### Data to use
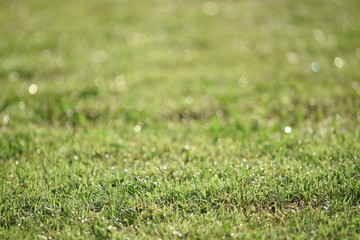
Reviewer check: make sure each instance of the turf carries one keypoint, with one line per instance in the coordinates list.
(179, 119)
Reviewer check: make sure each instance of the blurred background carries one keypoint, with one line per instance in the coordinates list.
(223, 68)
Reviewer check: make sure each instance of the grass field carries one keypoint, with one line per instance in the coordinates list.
(155, 119)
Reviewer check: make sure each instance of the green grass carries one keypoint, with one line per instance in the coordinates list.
(154, 119)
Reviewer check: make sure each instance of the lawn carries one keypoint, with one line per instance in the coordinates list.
(160, 119)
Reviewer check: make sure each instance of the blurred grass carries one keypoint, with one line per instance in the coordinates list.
(209, 97)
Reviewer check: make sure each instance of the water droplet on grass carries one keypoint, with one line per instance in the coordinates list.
(339, 62)
(6, 119)
(287, 129)
(33, 89)
(137, 128)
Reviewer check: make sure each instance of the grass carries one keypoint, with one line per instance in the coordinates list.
(166, 119)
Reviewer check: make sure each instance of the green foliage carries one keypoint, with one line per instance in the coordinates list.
(179, 119)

### Exercise brief
Revise the rows above by changing each "coordinates list" to "point list", keeping everything else the same. Leave the pictures out of your answer.

### Answer to the task
Reviewer check: make sure each instance of the turf carries one keypoint, with one line per instance in the point list.
(179, 119)
Reviewer check: make sure each instance of the blurred background carries one keypoint, with one line per instance in the point list.
(223, 68)
Reviewer check: make sure each instance of the grass field carries one keypoint, with one line per instance in the point list.
(155, 119)
Reviewer check: make sure each instance of the green grass carries one keypoint, with one line per instance in the point list.
(154, 119)
Reviewer check: make sure each instance of the lawn carries one keypoint, with one line per instance in the point list.
(160, 119)
Reviewer check: make sure each instance of the blurred grass carries one keypoint, with one line per instance in the point list.
(209, 97)
Reviewer check: make sure each instance of the water droplet on grass carries one keypoint, with one line per instance in the point list.
(339, 62)
(6, 119)
(287, 129)
(33, 89)
(137, 128)
Reviewer check: make sure each instance of the grass carries one keypoint, with one line per instance in the point list.
(166, 119)
Reviewer check: make sure each instance of the green foliage carries one keypoint, with one line per instance in the point list.
(179, 119)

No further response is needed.